== Provided text ==

Mississippi Highway 30 (MS 30) is a state highway that runs across the North Central Hills of the Appalachian Mountains in northeast Mississippi. It travels east–west for  from MS 7 at Oxford, Mississippi to the Natchez Trace Parkway in Mingo near the Alabama state line.

Route description

MS 30 begins in Lafayette County in Oxford at an interchange with MS 7 in the northern part of town. It heads east briefly as a four-lane divided highway through a business district before narrowing to two-lanes and passing through neighborhoods for several blocks. The highway now leaves Oxford and passes through farmland for a couple miles before entering the Holly Springs National Forest, where it travels through remote woodlands (passing by Puskus Lake Recreation Area) as it crosses into Union County.

MS 30 exits the National Forest and travels eastward through farmland for several miles, where it passes through Etta (where it has an intersection with MS 355 and crosses the Tallahatchie River), before having an intersection with MS 349 and passing through the communities of Enterprise and Poolville. The highway enters the New Albany city limits and passes through an industrial area  before some neighborhoods and business district at an interchange with I-22/US 78 (Exit 61), where MS 30 becomes concurrent (overlapped) with  the Interstate. MS 30 heads east along four-lane I-22/US 78 east for a few miles to cross the Tallahatchie River for a second time immediately before Exit 63 (Carter Avenue/Central Avenue/Bratton Road; signed as Downtown New Albany). The freeway now reaches Exit 64, where MS 30 splits off and follows four-lane MS 15 north through the eastern side of town, where they have intersections with both MS 178 and MS 348, before MS 30 splits off and heads east through neighborhoods as a two-lane. MS 30 leaves New Albany and travels northeast through wooded and hilly terrain for the next several miles as it passes through Keownville, Pleasant Ridge (where it has an intersection with MS 370), and Graham (where it has an intersection with MS 9) before crossing into Prentiss County.

== Records supplied ==
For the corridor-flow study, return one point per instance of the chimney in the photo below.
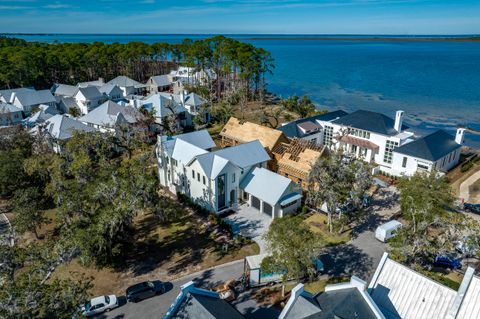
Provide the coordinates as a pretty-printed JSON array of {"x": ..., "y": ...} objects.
[
  {"x": 460, "y": 135},
  {"x": 398, "y": 121}
]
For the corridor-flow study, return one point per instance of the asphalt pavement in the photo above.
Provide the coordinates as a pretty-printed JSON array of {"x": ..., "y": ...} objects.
[{"x": 358, "y": 257}]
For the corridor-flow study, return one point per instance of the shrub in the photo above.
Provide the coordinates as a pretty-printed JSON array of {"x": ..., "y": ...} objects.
[{"x": 466, "y": 167}]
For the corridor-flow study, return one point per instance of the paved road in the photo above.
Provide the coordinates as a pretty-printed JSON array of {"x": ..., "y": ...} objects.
[
  {"x": 362, "y": 254},
  {"x": 156, "y": 307}
]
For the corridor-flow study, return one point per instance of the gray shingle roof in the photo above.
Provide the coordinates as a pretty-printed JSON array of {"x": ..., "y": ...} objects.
[
  {"x": 200, "y": 139},
  {"x": 28, "y": 98},
  {"x": 108, "y": 88},
  {"x": 124, "y": 81},
  {"x": 162, "y": 105},
  {"x": 291, "y": 130},
  {"x": 194, "y": 99},
  {"x": 196, "y": 306},
  {"x": 64, "y": 90},
  {"x": 8, "y": 108},
  {"x": 7, "y": 94},
  {"x": 347, "y": 303},
  {"x": 110, "y": 113},
  {"x": 161, "y": 80},
  {"x": 243, "y": 156},
  {"x": 370, "y": 121},
  {"x": 62, "y": 127},
  {"x": 431, "y": 147},
  {"x": 90, "y": 92},
  {"x": 401, "y": 292}
]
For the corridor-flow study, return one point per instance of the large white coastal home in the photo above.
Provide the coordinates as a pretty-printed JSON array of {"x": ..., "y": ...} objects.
[
  {"x": 88, "y": 98},
  {"x": 378, "y": 139},
  {"x": 219, "y": 180},
  {"x": 108, "y": 116}
]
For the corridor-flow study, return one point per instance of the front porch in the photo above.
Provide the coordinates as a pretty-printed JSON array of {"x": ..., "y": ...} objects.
[{"x": 358, "y": 148}]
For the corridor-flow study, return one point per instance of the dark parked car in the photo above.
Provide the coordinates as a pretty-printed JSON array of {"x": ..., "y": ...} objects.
[
  {"x": 144, "y": 290},
  {"x": 447, "y": 261},
  {"x": 473, "y": 208}
]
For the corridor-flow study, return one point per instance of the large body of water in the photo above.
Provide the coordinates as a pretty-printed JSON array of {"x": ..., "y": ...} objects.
[{"x": 437, "y": 84}]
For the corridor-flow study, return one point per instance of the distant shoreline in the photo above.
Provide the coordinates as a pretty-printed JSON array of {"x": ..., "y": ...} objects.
[{"x": 385, "y": 39}]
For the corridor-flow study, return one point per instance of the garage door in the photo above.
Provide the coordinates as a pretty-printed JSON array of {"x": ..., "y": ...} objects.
[
  {"x": 255, "y": 202},
  {"x": 267, "y": 209}
]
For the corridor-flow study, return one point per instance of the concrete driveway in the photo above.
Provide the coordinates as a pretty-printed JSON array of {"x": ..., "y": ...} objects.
[
  {"x": 361, "y": 255},
  {"x": 249, "y": 222}
]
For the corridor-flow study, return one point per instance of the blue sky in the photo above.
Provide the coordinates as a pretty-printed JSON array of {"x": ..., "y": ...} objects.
[{"x": 242, "y": 16}]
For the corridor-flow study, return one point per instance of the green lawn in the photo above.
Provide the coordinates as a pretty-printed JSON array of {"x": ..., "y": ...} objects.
[{"x": 318, "y": 224}]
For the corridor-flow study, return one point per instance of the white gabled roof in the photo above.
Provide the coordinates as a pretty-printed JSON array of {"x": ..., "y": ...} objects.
[
  {"x": 108, "y": 88},
  {"x": 402, "y": 292},
  {"x": 64, "y": 89},
  {"x": 200, "y": 139},
  {"x": 185, "y": 152},
  {"x": 8, "y": 108},
  {"x": 7, "y": 94},
  {"x": 194, "y": 99},
  {"x": 161, "y": 80},
  {"x": 243, "y": 156},
  {"x": 185, "y": 147},
  {"x": 162, "y": 105},
  {"x": 90, "y": 92},
  {"x": 270, "y": 187},
  {"x": 28, "y": 98}
]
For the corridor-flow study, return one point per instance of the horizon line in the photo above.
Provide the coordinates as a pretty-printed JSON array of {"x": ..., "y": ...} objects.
[{"x": 246, "y": 34}]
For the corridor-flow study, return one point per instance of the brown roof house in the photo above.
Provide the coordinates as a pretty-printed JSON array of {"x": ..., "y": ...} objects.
[
  {"x": 236, "y": 132},
  {"x": 295, "y": 159}
]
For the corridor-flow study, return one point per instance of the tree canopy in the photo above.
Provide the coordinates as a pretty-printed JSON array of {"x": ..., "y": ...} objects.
[
  {"x": 236, "y": 65},
  {"x": 293, "y": 247},
  {"x": 340, "y": 182},
  {"x": 432, "y": 225}
]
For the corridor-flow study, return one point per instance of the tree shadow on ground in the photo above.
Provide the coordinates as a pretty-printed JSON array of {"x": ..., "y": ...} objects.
[
  {"x": 345, "y": 261},
  {"x": 251, "y": 309}
]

== Directions ==
**A.** From the Mississippi Highway 30 text, extract everything from "MS 30 begins" down to "into Union County.".
**B.** Copy the records from the line containing "gabled roof in the photo above." down to their final line, including both.
The records have no connection to the highway text.

== Worked answers ==
**A.**
MS 30 begins in Lafayette County in Oxford at an interchange with MS 7 in the northern part of town. It heads east briefly as a four-lane divided highway through a business district before narrowing to two-lanes and passing through neighborhoods for several blocks. The highway now leaves Oxford and passes through farmland for a couple miles before entering the Holly Springs National Forest, where it travels through remote woodlands (passing by Puskus Lake Recreation Area) as it crosses into Union County.

**B.**
For the corridor-flow study, return one point per instance of the white gabled roof in the photo above.
Provide the coordinates as a pretty-printed JSON array of {"x": ..., "y": ...} objects.
[
  {"x": 108, "y": 88},
  {"x": 402, "y": 292},
  {"x": 64, "y": 89},
  {"x": 200, "y": 139},
  {"x": 185, "y": 152},
  {"x": 8, "y": 108},
  {"x": 7, "y": 94},
  {"x": 194, "y": 99},
  {"x": 161, "y": 80},
  {"x": 243, "y": 156},
  {"x": 185, "y": 147},
  {"x": 162, "y": 105},
  {"x": 90, "y": 92},
  {"x": 270, "y": 187},
  {"x": 28, "y": 98}
]
For the corridor-flow study, return one point per instance of the horizon line in the photo above.
Provide the coordinates as a pretty-printed JSON array of {"x": ..., "y": ...} objects.
[{"x": 246, "y": 34}]
For the corridor-flow study, return one point per instance of the brown roof house in the photo above.
Provide the coordinates as a pretty-printed JSON array of {"x": ..., "y": ...} objects.
[
  {"x": 236, "y": 132},
  {"x": 295, "y": 159}
]
For the corridor-flow study, return one point per instance of the tree canopy in the photo above.
Provide the coordinates as a pretty-printed JSON array of {"x": ..., "y": ...} objects.
[
  {"x": 236, "y": 65},
  {"x": 293, "y": 247},
  {"x": 340, "y": 182},
  {"x": 432, "y": 225}
]
For the corridor-flow study, return one point per instance of the tree shadow on ground in the photo above.
Provide the coordinates as a pretty-printed JSON array of {"x": ..., "y": ...} objects.
[
  {"x": 345, "y": 261},
  {"x": 251, "y": 309}
]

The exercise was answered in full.